◆ SUPPLIED TEXT

🛡️ Cyber Risk ML Training System

Overview

Cyber Risk ML Training is a production-ready machine learning system that intelligently scores CVE (Common Vulnerabilities and Exposures) risks using multi-tier data enrichment and advanced ML models. The system processes vulnerability data from 8+ public sources, enriches it with 28 contextual features, and provides real-time risk predictions via a REST API. This system can be used as is in stand alone state to query single or multiple CVEs. For best value use this system as a middle/app layer in your risk assessment platform.

🎯 Key Features

Feature	Details
28-Feature Enrichment	TIER 1-3 data integration (CISA, NVD, GitHub, OTX, Metasploit)
Dual ML Models	XGBoost Regressor (risk scoring) + Classifier (severity classification)

◆ PROBLEM TO SOLVE
List every data source named in the Key Features table of the Cyber Risk ML Training System page.

◆ PROVIDED RECORDS
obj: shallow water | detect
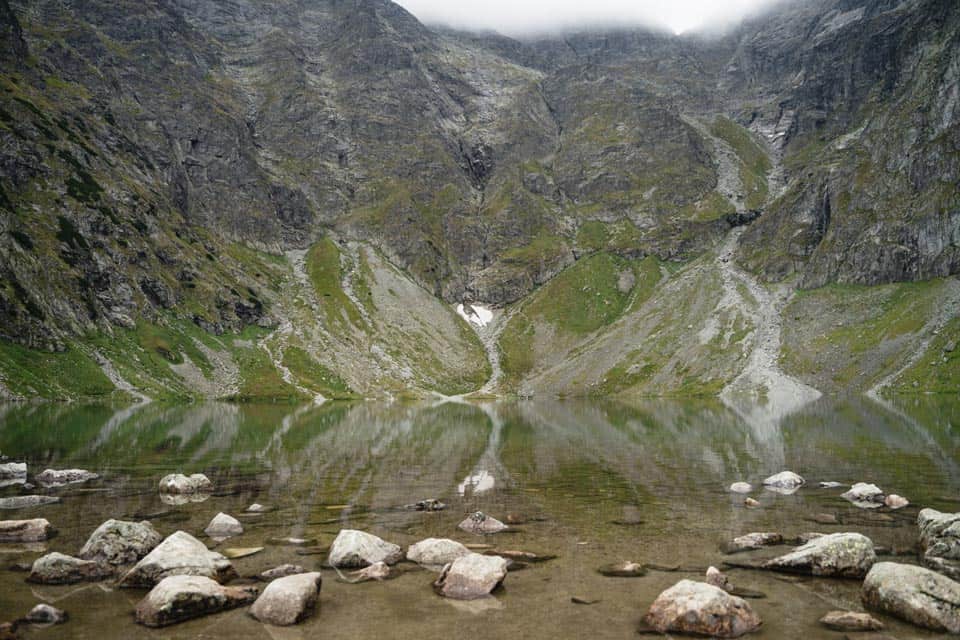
[0,397,960,640]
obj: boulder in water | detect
[136,575,257,627]
[250,571,321,626]
[763,533,877,578]
[119,531,237,587]
[80,519,163,564]
[643,580,761,638]
[860,562,960,634]
[328,529,403,569]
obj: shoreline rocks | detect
[35,469,100,488]
[643,580,761,638]
[27,551,113,584]
[118,531,237,587]
[860,562,960,634]
[203,511,243,540]
[250,571,322,626]
[327,529,403,569]
[78,519,163,565]
[407,538,470,571]
[433,553,510,600]
[136,575,257,627]
[457,511,510,535]
[762,533,877,578]
[0,518,54,542]
[160,473,213,495]
[917,509,960,580]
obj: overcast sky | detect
[395,0,784,36]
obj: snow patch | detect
[457,304,493,328]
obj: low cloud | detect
[396,0,784,36]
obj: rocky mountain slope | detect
[0,0,960,398]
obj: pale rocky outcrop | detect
[136,575,257,627]
[643,580,761,638]
[434,553,510,600]
[119,531,237,587]
[79,519,163,564]
[860,562,960,634]
[250,571,321,626]
[328,529,403,569]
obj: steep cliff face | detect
[0,0,960,395]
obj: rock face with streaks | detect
[763,533,877,578]
[119,531,237,587]
[917,509,960,580]
[860,562,960,634]
[136,575,257,627]
[79,519,163,564]
[327,529,403,569]
[643,580,761,638]
[250,571,321,626]
[27,551,113,584]
[434,553,510,600]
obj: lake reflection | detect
[0,396,960,640]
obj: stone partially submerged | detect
[250,571,321,626]
[762,533,877,578]
[119,531,237,587]
[860,562,960,634]
[643,580,761,638]
[160,473,213,495]
[433,553,510,600]
[407,538,470,571]
[917,509,960,580]
[0,518,53,542]
[136,575,257,627]
[763,471,807,494]
[36,469,100,488]
[0,495,60,509]
[328,529,403,569]
[203,511,243,540]
[457,511,509,535]
[79,519,163,564]
[27,551,113,584]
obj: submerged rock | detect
[722,531,783,553]
[860,562,960,634]
[259,564,307,582]
[763,471,806,494]
[917,509,960,580]
[250,571,322,626]
[25,603,67,624]
[350,562,390,583]
[0,518,53,542]
[160,473,213,495]
[407,538,470,570]
[27,551,113,584]
[643,580,761,638]
[597,560,647,578]
[820,611,883,631]
[883,493,910,509]
[203,511,243,539]
[433,553,509,600]
[79,519,163,564]
[36,469,100,487]
[762,533,877,578]
[119,531,237,587]
[136,575,257,627]
[328,529,403,569]
[0,496,60,509]
[457,511,509,535]
[0,462,27,480]
[404,498,447,511]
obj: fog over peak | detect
[396,0,788,36]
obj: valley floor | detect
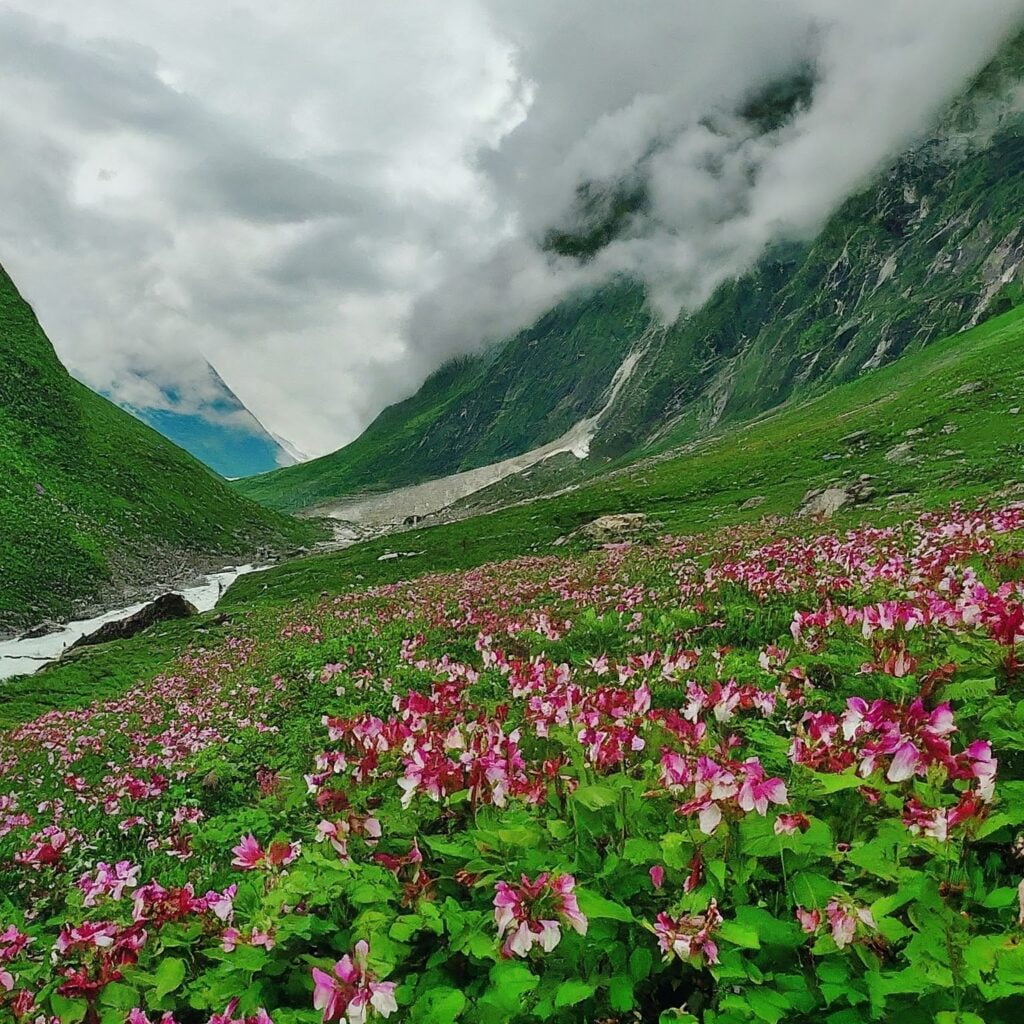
[0,493,1024,1024]
[6,305,1024,1024]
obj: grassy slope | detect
[225,310,1024,608]
[234,286,647,509]
[14,303,1024,726]
[238,36,1024,509]
[0,270,312,628]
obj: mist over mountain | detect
[0,0,1022,454]
[112,367,307,479]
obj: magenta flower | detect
[312,941,398,1024]
[886,740,922,782]
[654,900,722,965]
[231,833,266,871]
[736,758,790,817]
[825,899,876,949]
[797,906,821,935]
[495,872,588,956]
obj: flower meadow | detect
[0,506,1024,1024]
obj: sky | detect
[0,0,1024,455]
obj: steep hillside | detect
[0,270,319,630]
[239,40,1024,509]
[122,367,298,478]
[228,309,1024,609]
[236,285,648,509]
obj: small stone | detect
[839,430,871,444]
[947,381,985,398]
[886,441,913,462]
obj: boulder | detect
[18,618,61,640]
[575,512,648,544]
[797,479,876,519]
[886,441,913,463]
[840,430,871,444]
[68,594,198,650]
[946,381,985,398]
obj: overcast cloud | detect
[0,0,1024,454]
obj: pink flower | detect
[797,906,821,935]
[825,899,876,949]
[654,900,722,964]
[886,740,921,782]
[736,758,790,817]
[964,739,998,803]
[774,814,811,836]
[312,942,398,1024]
[231,833,266,871]
[495,873,587,956]
[206,885,239,921]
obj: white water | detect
[0,565,266,679]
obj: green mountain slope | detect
[238,37,1024,509]
[228,309,1024,607]
[233,285,648,510]
[0,270,319,630]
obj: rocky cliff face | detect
[240,34,1024,508]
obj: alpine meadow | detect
[0,6,1024,1024]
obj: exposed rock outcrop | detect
[68,594,198,651]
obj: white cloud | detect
[0,0,1024,453]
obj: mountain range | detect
[0,270,315,631]
[237,32,1024,516]
[114,366,307,479]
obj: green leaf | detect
[715,921,761,949]
[736,906,806,949]
[623,839,662,864]
[577,889,636,925]
[154,956,185,999]
[481,961,541,1013]
[99,981,138,1014]
[555,978,597,1007]
[572,785,618,811]
[608,974,636,1014]
[413,988,466,1024]
[981,886,1017,910]
[50,992,89,1024]
[810,768,864,797]
[630,946,654,981]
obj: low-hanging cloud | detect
[0,0,1024,453]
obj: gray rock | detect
[839,430,871,444]
[577,512,648,544]
[18,618,60,640]
[797,480,876,519]
[886,441,913,462]
[68,594,198,650]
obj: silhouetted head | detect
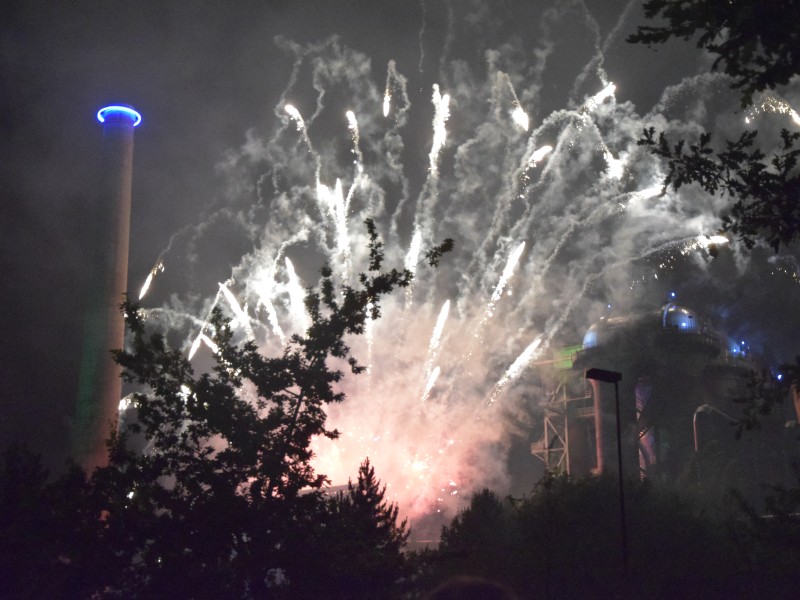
[425,575,519,600]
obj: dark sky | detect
[0,0,797,496]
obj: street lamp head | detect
[586,369,622,383]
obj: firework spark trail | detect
[285,256,311,331]
[425,300,450,377]
[428,83,450,178]
[139,256,164,300]
[744,95,800,126]
[404,229,422,311]
[420,367,441,404]
[317,179,350,283]
[219,283,255,340]
[486,337,542,407]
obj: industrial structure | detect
[72,105,142,469]
[531,302,797,496]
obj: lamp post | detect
[586,369,628,577]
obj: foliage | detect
[638,127,800,252]
[628,0,800,252]
[628,0,800,108]
[304,459,409,600]
[6,221,452,599]
[428,475,752,599]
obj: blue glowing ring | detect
[97,106,142,127]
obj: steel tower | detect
[72,105,142,470]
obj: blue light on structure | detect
[97,105,142,127]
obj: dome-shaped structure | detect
[661,302,699,332]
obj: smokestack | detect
[72,105,142,470]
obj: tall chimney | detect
[72,105,142,470]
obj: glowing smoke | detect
[134,4,796,516]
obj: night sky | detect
[0,0,800,510]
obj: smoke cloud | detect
[134,3,797,517]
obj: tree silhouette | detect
[627,0,800,252]
[64,221,451,598]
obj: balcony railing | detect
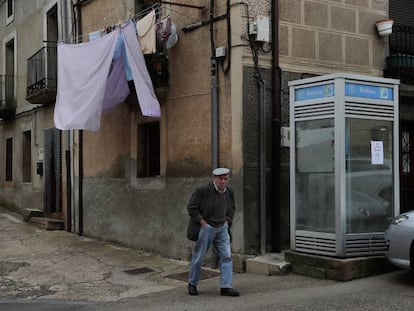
[384,25,414,84]
[0,75,16,120]
[26,45,57,104]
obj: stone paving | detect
[0,208,198,301]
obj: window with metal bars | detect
[137,122,160,178]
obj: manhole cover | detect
[124,268,154,275]
[167,269,220,282]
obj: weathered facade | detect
[0,0,413,266]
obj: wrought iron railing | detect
[26,45,57,103]
[384,25,414,84]
[0,75,16,119]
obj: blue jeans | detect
[188,223,233,288]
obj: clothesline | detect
[69,3,162,43]
[54,21,161,131]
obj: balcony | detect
[384,25,414,84]
[26,45,57,105]
[0,75,16,120]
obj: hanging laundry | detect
[102,56,129,111]
[114,32,134,81]
[121,21,161,117]
[89,30,102,42]
[157,16,171,42]
[54,30,119,131]
[137,10,157,54]
[54,21,161,131]
[165,23,178,49]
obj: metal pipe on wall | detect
[210,0,218,169]
[271,0,282,251]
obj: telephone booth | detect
[289,73,399,258]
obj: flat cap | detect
[213,167,230,176]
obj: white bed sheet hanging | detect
[54,29,119,131]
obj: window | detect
[6,138,13,181]
[137,122,160,178]
[6,0,14,24]
[23,131,32,182]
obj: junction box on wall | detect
[249,15,270,42]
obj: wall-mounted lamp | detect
[375,19,394,37]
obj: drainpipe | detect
[210,0,218,169]
[73,0,85,235]
[271,0,282,251]
[62,0,72,232]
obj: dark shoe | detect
[188,284,198,296]
[220,288,240,297]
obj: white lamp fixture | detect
[375,19,394,37]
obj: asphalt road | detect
[0,208,414,311]
[0,271,414,311]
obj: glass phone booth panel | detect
[289,74,399,257]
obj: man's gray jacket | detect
[187,182,236,241]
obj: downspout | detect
[61,0,72,232]
[73,0,85,235]
[271,0,282,252]
[210,0,218,169]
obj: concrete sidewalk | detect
[0,208,197,301]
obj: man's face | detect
[214,174,229,190]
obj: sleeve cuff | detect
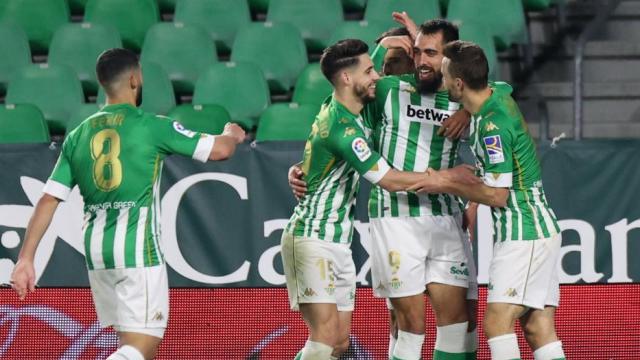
[362,158,391,185]
[192,134,216,162]
[42,179,71,201]
[482,173,513,188]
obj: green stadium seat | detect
[364,0,440,28]
[167,104,231,135]
[0,23,31,94]
[67,0,87,15]
[522,0,551,11]
[329,20,389,48]
[231,22,308,93]
[256,103,318,141]
[84,0,160,51]
[65,104,100,135]
[292,63,333,109]
[141,23,218,94]
[97,62,176,115]
[192,62,271,129]
[2,0,69,56]
[342,0,367,12]
[49,23,122,94]
[0,104,50,144]
[447,0,528,51]
[158,0,178,14]
[459,21,500,80]
[173,0,251,55]
[267,0,344,53]
[249,0,269,14]
[5,64,84,134]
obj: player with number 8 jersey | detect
[45,104,214,270]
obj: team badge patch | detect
[482,135,504,164]
[173,121,196,138]
[351,138,371,161]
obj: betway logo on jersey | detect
[404,104,453,126]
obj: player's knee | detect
[333,335,350,357]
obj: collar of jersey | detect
[331,96,359,119]
[101,103,137,111]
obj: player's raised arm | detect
[209,123,245,160]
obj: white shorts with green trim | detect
[281,231,356,311]
[487,235,562,309]
[89,264,169,338]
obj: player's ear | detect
[340,71,351,85]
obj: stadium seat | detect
[67,0,87,15]
[141,23,218,94]
[192,62,271,129]
[249,0,269,14]
[158,0,178,14]
[167,104,231,135]
[49,23,122,94]
[0,104,50,144]
[97,62,176,115]
[0,23,31,94]
[5,64,84,134]
[65,104,100,135]
[84,0,160,51]
[342,0,367,12]
[256,103,318,141]
[447,0,528,51]
[292,63,333,109]
[459,21,500,80]
[173,0,251,55]
[364,0,440,28]
[2,0,69,56]
[267,0,344,53]
[522,0,551,11]
[329,20,389,52]
[231,22,307,93]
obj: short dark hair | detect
[96,48,140,89]
[443,40,489,90]
[320,39,369,85]
[376,27,411,44]
[419,19,460,44]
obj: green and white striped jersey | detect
[471,82,560,241]
[44,104,215,270]
[363,74,463,218]
[287,96,390,244]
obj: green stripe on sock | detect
[433,350,468,360]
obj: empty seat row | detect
[0,0,528,54]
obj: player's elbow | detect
[489,189,509,207]
[209,138,236,161]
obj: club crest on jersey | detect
[173,121,196,138]
[351,138,371,161]
[482,135,504,164]
[485,121,500,132]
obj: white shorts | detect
[281,231,356,311]
[89,264,169,338]
[487,235,561,309]
[370,215,477,298]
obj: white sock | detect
[487,334,520,360]
[389,334,398,359]
[393,330,424,360]
[435,321,469,354]
[533,340,565,360]
[107,345,144,360]
[464,328,478,353]
[300,340,333,360]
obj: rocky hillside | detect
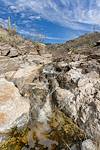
[47,32,100,57]
[0,28,100,150]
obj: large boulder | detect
[0,78,30,133]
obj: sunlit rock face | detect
[0,78,30,133]
[0,27,100,150]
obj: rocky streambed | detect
[0,39,100,150]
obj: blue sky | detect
[0,0,100,43]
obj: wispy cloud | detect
[3,0,100,31]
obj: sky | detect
[0,0,100,43]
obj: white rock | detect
[68,69,83,83]
[0,79,30,132]
[81,139,96,150]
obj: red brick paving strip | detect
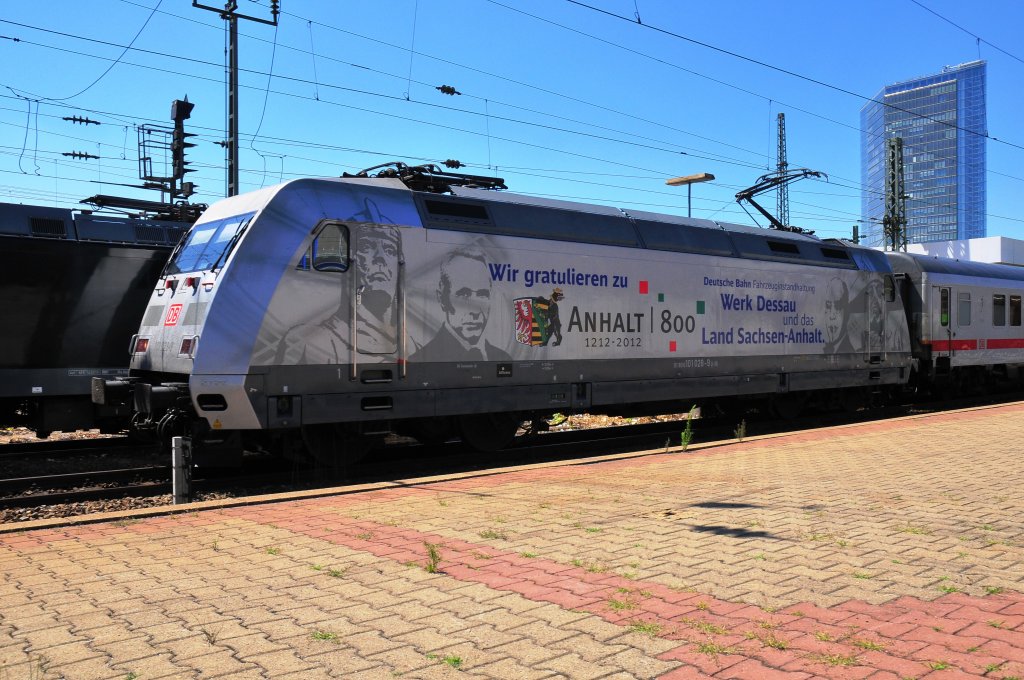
[0,405,1024,680]
[225,506,1024,678]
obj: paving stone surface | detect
[0,403,1024,680]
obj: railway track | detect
[0,393,1024,523]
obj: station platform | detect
[0,403,1024,680]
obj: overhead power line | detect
[910,0,1024,63]
[552,0,1024,151]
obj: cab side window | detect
[296,222,350,271]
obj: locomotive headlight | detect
[178,335,199,358]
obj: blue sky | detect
[0,0,1024,244]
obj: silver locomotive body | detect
[96,178,911,456]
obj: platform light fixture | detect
[665,172,715,217]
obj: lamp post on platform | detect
[665,172,715,217]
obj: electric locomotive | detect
[93,164,911,460]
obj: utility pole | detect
[775,113,790,226]
[882,137,906,252]
[193,0,281,196]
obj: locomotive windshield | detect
[165,213,255,274]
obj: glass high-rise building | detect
[860,61,986,246]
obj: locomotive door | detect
[864,279,892,364]
[932,286,953,358]
[349,223,404,378]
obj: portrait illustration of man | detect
[274,197,402,365]
[409,244,512,362]
[824,279,853,353]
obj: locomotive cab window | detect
[956,293,971,326]
[992,295,1007,326]
[296,222,349,271]
[165,213,253,274]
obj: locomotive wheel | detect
[302,423,370,472]
[409,418,456,447]
[459,413,522,454]
[771,392,806,420]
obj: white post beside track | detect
[171,437,191,505]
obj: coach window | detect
[992,295,1007,326]
[296,222,349,271]
[956,293,971,326]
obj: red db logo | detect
[164,304,181,326]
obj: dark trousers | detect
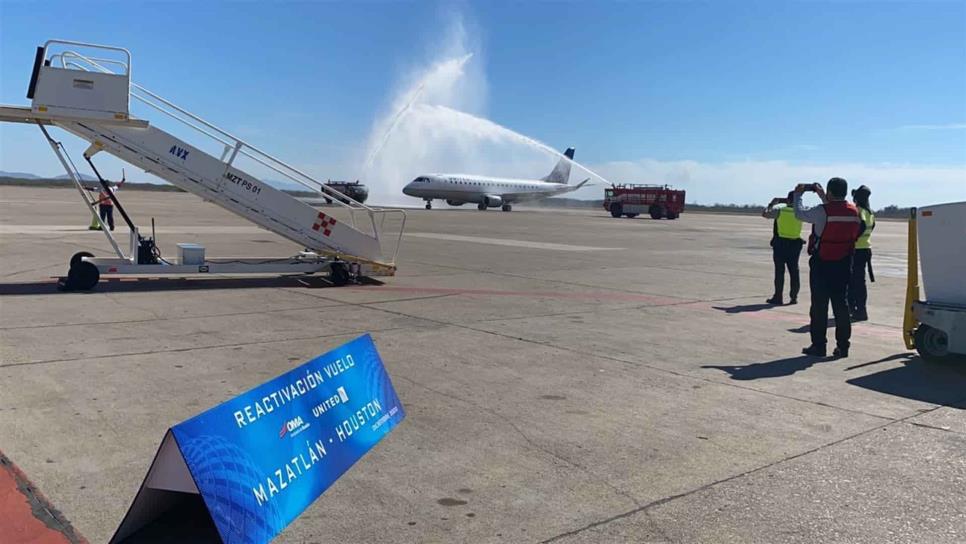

◆ THE SOLUTION
CISA, NVD, GitHub, OTX, Metasploit